EXCERPT ->
It was a heterogeneous collection, a nautical curiosity shop, that they got together—deep-water ships, inland-water steamers, ferryboats, and harbor tugs. The inspecting officers were compelled by stress of need to accept about everything that would float and carry a gun. And, singular as it may seem at first thought to those who in these days ride on them, the double-ended ferryboats made very successful naval ships. It was the Fulton ferryboat Somerset that captured the blockade-runner Circassian off Havana—a prize that yielded $315,371.39 to her captors. Nor was that her only service. Being well built to stand the hard knocks of their ordinary service, the ferryboats were easily fitted with heavy guns and served well in battering down alongshore forts.
By the 1st of December, 1861, the government had purchased 137 vessels, of which, however, fifty-eight were sailing vessels; and it may as well be told here as elsewhere that 418 vessels were purchased during the war, of which 313 were steamers.
Meantime the department started the work of building ships. Congress authorized seven sloops-of-war, and the department laid down eight, of which four were built to the lines of the sloops of 1858 in order to save time; and it is worth noting that the Kearsarge was among the four. The eight were begun immediately, and six more were laid down before the end of the year.

SOURCE MATERIAL ->
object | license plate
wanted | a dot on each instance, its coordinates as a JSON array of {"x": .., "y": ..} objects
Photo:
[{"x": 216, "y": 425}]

WORK TO DO -> In the Civil War navy excerpt, print everything from "By the 1st of" down to "of the year.", word for word. Rely on the Civil War navy excerpt alone.

CORRECT RESULT ->
By the 1st of December, 1861, the government had purchased 137 vessels, of which, however, fifty-eight were sailing vessels; and it may as well be told here as elsewhere that 418 vessels were purchased during the war, of which 313 were steamers.
Meantime the department started the work of building ships. Congress authorized seven sloops-of-war, and the department laid down eight, of which four were built to the lines of the sloops of 1858 in order to save time; and it is worth noting that the Kearsarge was among the four. The eight were begun immediately, and six more were laid down before the end of the year.